Page text:

PhD, Johann-Wolfgang Goethe University
MA, J.W.G University-Frankfurt/Main

Professional Leadership

My contributions on Middle East Politics, economy and theory on issues of democracy, state and development were published in scholarly articles, books and book chapters. The arguments and analyses outlined in these works have not lost their relevance and to a large extent have been confirmed by the current developments. I have designed a new fourth year course on the subject to contribute to the expansion and internationalization of the curriculum.

Based on my attempt to develop the French theory of regulation and make it suitable for the analysis of development in (semi)peripheral societies, I have developed theoretical and analytical concepts with which I have analyzed development strategies in the Arab Middle East. This was an original contribution in theory and methods.

Another contribution was my re-thinking of the political-economic concept of "previous accumulation", and a theoretical extension of the materialist state theory to questions of peripheral states, especially around the issue of internationalization of the latter.

Records for this exercise:
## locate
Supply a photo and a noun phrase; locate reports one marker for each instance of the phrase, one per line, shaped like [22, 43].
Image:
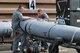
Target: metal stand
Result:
[54, 47]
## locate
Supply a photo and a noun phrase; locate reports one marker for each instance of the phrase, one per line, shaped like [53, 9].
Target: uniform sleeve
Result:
[21, 17]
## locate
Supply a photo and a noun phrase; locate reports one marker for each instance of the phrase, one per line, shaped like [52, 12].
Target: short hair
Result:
[19, 7]
[39, 10]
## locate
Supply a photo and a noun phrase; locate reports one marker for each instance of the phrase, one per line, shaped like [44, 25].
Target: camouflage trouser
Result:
[18, 36]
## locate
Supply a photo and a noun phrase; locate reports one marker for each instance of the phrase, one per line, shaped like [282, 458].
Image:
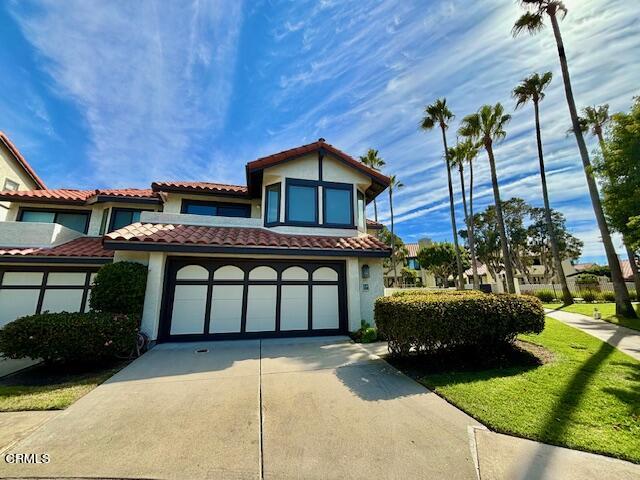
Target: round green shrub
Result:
[119, 288]
[429, 322]
[546, 296]
[70, 337]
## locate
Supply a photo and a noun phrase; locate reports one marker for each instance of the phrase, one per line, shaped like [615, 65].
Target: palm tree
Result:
[487, 126]
[394, 184]
[532, 89]
[594, 119]
[533, 21]
[461, 153]
[372, 160]
[439, 114]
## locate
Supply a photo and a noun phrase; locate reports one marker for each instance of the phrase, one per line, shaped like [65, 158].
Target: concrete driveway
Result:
[276, 409]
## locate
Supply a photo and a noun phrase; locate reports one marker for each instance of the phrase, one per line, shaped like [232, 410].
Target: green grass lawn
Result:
[587, 397]
[39, 388]
[608, 311]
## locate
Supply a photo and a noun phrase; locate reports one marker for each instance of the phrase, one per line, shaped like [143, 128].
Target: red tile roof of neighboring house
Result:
[373, 225]
[276, 158]
[200, 187]
[21, 160]
[80, 247]
[79, 197]
[238, 237]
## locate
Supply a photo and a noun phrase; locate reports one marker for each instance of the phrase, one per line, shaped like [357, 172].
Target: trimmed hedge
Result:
[428, 322]
[70, 337]
[119, 288]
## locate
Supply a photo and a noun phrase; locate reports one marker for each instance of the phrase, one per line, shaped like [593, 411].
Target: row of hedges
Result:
[426, 322]
[109, 331]
[588, 296]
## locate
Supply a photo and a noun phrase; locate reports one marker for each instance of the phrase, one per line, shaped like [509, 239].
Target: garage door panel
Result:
[294, 310]
[226, 309]
[189, 306]
[325, 307]
[261, 308]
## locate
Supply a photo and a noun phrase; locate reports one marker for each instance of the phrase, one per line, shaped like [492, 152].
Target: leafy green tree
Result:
[619, 171]
[441, 260]
[372, 160]
[487, 126]
[531, 89]
[461, 153]
[438, 114]
[533, 21]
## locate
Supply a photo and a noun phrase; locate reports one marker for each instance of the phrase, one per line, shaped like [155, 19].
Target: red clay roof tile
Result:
[21, 160]
[238, 237]
[80, 247]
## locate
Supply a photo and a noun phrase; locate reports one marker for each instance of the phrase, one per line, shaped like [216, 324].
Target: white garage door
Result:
[214, 298]
[25, 291]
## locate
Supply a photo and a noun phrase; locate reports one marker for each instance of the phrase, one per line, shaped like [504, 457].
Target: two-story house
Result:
[15, 172]
[287, 254]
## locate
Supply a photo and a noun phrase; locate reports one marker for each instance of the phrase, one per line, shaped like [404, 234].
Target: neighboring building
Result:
[15, 172]
[287, 254]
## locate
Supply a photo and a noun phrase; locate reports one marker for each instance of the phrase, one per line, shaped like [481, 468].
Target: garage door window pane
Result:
[302, 204]
[337, 208]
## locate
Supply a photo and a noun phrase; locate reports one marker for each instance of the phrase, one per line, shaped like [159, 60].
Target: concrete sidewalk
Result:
[624, 339]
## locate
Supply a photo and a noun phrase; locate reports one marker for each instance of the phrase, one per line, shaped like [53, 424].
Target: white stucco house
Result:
[287, 254]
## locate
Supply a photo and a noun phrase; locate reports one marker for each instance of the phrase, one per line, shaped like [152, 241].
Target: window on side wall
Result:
[338, 205]
[216, 209]
[302, 203]
[272, 204]
[10, 185]
[78, 221]
[121, 217]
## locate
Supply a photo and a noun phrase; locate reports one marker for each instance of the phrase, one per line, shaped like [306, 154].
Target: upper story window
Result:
[216, 209]
[10, 185]
[272, 204]
[121, 217]
[75, 220]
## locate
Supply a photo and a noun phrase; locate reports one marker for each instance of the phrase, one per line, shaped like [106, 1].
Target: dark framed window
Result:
[272, 204]
[121, 217]
[301, 207]
[216, 209]
[74, 219]
[337, 205]
[362, 205]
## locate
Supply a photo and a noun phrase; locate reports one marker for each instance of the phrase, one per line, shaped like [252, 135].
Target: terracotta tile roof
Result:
[238, 237]
[21, 160]
[270, 160]
[80, 247]
[200, 187]
[79, 197]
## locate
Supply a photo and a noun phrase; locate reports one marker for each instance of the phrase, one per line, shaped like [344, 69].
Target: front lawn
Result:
[42, 388]
[608, 311]
[585, 395]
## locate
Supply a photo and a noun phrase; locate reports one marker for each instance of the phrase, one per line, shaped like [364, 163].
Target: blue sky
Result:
[121, 93]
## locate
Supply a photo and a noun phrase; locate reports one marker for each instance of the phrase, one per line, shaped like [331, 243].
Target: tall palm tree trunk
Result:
[476, 283]
[393, 241]
[453, 212]
[623, 302]
[506, 257]
[555, 251]
[472, 242]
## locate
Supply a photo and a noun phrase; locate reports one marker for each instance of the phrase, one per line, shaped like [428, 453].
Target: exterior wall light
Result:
[365, 271]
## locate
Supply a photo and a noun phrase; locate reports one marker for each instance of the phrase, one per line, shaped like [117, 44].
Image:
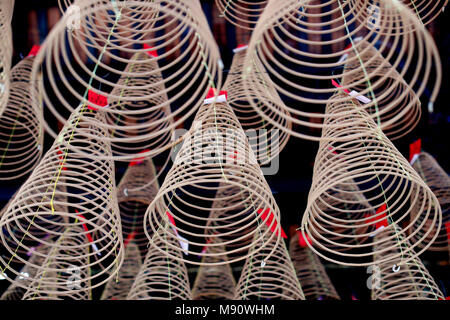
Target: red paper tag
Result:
[88, 235]
[61, 157]
[302, 241]
[171, 219]
[414, 148]
[130, 237]
[337, 85]
[379, 223]
[331, 149]
[447, 227]
[151, 51]
[139, 160]
[96, 98]
[269, 221]
[34, 50]
[212, 91]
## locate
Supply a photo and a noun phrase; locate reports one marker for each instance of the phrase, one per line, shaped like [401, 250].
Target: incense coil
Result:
[425, 10]
[269, 278]
[143, 122]
[181, 66]
[228, 200]
[118, 289]
[161, 277]
[214, 282]
[266, 141]
[437, 179]
[6, 48]
[21, 131]
[15, 292]
[300, 47]
[392, 93]
[411, 281]
[65, 272]
[241, 13]
[215, 156]
[366, 166]
[135, 192]
[66, 191]
[316, 284]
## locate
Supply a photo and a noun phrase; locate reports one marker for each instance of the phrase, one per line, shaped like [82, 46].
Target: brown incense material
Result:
[118, 287]
[65, 195]
[6, 46]
[135, 192]
[271, 278]
[426, 10]
[65, 273]
[243, 14]
[439, 182]
[164, 82]
[21, 130]
[399, 107]
[316, 284]
[15, 292]
[293, 53]
[214, 282]
[266, 140]
[161, 277]
[366, 166]
[214, 158]
[410, 281]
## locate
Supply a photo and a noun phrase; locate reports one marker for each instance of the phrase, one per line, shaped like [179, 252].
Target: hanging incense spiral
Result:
[6, 45]
[214, 282]
[67, 196]
[316, 284]
[360, 186]
[118, 288]
[161, 277]
[135, 192]
[304, 47]
[266, 140]
[21, 130]
[437, 179]
[269, 278]
[410, 281]
[243, 14]
[121, 64]
[214, 158]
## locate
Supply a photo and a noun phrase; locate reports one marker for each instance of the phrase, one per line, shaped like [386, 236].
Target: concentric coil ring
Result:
[67, 196]
[437, 179]
[136, 190]
[6, 46]
[302, 45]
[269, 278]
[426, 10]
[214, 282]
[360, 186]
[214, 158]
[15, 292]
[410, 281]
[162, 77]
[21, 131]
[393, 93]
[161, 277]
[243, 14]
[316, 284]
[265, 140]
[118, 288]
[65, 272]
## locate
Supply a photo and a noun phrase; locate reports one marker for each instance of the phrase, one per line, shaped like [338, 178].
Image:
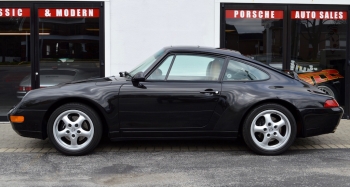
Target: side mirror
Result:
[292, 73]
[137, 78]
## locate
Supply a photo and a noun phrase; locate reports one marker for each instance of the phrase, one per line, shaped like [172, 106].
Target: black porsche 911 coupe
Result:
[180, 92]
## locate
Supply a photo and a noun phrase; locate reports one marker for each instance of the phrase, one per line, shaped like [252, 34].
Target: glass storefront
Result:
[15, 61]
[315, 46]
[62, 44]
[257, 34]
[318, 49]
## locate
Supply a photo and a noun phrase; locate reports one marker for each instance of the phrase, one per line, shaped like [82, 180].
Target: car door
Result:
[181, 93]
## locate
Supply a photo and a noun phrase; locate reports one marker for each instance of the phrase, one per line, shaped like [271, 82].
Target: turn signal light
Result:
[331, 103]
[17, 119]
[25, 88]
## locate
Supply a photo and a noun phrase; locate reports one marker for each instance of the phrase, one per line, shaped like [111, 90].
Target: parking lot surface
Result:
[12, 142]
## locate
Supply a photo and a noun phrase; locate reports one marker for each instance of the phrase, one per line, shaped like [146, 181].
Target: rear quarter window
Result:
[239, 71]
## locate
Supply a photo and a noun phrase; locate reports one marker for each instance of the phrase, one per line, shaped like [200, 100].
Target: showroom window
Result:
[15, 64]
[318, 48]
[257, 34]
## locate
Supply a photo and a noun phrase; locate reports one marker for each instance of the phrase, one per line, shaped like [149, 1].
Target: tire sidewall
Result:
[248, 124]
[96, 124]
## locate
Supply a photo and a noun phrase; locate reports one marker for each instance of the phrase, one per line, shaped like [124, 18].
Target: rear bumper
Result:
[320, 121]
[32, 125]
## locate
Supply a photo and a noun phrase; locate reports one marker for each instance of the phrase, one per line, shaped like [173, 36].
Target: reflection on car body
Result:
[198, 93]
[52, 77]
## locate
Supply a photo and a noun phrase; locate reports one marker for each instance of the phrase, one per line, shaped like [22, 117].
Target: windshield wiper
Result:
[251, 76]
[124, 74]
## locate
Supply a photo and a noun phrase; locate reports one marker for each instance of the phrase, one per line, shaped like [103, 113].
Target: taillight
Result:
[331, 103]
[25, 88]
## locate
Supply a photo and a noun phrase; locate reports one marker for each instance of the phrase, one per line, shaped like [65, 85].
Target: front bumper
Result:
[32, 126]
[320, 121]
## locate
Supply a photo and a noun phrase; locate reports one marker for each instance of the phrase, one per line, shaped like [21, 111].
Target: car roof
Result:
[220, 51]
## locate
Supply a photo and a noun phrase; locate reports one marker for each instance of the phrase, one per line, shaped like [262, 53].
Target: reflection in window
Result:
[15, 65]
[162, 70]
[318, 49]
[193, 67]
[238, 71]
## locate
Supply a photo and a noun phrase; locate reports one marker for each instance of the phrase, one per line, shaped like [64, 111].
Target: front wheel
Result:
[269, 129]
[74, 129]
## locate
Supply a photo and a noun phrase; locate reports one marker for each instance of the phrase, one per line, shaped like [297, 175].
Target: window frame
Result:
[186, 53]
[249, 64]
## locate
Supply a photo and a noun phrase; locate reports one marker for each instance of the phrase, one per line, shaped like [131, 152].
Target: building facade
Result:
[44, 43]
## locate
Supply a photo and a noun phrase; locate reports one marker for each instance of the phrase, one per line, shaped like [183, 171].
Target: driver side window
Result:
[162, 70]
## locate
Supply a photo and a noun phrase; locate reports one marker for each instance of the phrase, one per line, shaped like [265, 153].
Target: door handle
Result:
[213, 92]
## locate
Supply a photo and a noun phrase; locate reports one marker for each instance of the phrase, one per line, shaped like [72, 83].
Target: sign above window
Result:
[69, 12]
[255, 14]
[323, 14]
[14, 12]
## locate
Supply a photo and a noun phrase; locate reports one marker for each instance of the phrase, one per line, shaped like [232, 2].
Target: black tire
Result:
[329, 89]
[81, 132]
[269, 138]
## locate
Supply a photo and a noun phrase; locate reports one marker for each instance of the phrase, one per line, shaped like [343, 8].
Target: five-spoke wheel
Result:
[74, 129]
[269, 129]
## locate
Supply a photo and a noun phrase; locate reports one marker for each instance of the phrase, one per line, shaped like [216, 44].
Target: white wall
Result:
[141, 27]
[138, 28]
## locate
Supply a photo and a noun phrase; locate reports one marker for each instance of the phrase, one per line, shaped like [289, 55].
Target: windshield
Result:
[147, 63]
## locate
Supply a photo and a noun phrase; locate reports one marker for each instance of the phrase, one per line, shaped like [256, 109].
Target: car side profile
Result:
[180, 92]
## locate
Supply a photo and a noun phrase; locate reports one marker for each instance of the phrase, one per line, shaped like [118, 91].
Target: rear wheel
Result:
[269, 129]
[74, 129]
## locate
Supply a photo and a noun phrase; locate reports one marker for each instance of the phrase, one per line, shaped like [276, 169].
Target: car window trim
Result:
[198, 54]
[248, 63]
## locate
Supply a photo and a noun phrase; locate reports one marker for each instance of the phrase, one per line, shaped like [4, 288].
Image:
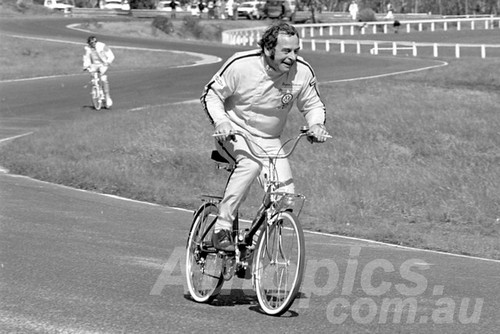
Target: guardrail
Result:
[137, 13]
[250, 37]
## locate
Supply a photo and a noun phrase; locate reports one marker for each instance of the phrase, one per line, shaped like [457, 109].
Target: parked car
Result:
[279, 9]
[251, 9]
[114, 4]
[65, 6]
[165, 6]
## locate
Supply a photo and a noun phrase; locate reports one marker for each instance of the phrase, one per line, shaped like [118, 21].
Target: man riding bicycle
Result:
[253, 93]
[97, 58]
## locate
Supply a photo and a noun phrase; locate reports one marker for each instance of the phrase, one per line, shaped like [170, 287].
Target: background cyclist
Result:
[253, 92]
[98, 56]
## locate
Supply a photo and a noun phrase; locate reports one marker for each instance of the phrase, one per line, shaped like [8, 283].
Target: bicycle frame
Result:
[270, 252]
[272, 203]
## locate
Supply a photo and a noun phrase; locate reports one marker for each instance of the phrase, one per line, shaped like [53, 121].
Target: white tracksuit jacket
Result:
[101, 55]
[249, 93]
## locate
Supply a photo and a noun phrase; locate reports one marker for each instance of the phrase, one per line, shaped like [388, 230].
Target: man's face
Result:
[284, 54]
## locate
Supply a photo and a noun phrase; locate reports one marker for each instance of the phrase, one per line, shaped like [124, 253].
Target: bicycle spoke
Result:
[279, 264]
[203, 266]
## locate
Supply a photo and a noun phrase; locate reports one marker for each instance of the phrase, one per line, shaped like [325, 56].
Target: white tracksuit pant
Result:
[248, 168]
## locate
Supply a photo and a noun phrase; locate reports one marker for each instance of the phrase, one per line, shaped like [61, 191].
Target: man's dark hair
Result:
[92, 39]
[269, 39]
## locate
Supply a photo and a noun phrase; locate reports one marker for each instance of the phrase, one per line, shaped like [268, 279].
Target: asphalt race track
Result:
[79, 262]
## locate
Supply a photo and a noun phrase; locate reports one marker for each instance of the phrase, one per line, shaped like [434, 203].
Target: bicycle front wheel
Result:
[96, 98]
[203, 266]
[279, 264]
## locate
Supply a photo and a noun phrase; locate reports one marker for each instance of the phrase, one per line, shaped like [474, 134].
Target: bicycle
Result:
[275, 236]
[96, 91]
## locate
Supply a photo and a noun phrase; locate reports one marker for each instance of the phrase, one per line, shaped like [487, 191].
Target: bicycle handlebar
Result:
[303, 132]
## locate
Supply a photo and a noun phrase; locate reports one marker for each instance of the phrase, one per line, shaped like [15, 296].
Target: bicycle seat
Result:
[217, 157]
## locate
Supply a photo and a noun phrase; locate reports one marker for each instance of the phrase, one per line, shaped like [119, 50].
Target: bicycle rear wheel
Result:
[279, 264]
[203, 265]
[96, 98]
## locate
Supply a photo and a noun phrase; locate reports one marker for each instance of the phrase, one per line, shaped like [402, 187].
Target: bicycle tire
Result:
[279, 264]
[96, 98]
[203, 265]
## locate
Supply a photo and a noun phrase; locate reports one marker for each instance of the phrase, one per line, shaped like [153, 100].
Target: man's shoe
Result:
[222, 241]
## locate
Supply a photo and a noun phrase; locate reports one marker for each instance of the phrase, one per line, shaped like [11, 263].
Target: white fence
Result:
[316, 37]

Direction A: Retype the faculty profile from "Another contribution was" to "of the latter.".
Direction B: Gather every line of the listing that contains the string "windshield".

Exercise solution A:
Another contribution was my re-thinking of the political-economic concept of "previous accumulation", and a theoretical extension of the materialist state theory to questions of peripheral states, especially around the issue of internationalization of the latter.

Exercise solution B:
Target: windshield wiper
Target: windshield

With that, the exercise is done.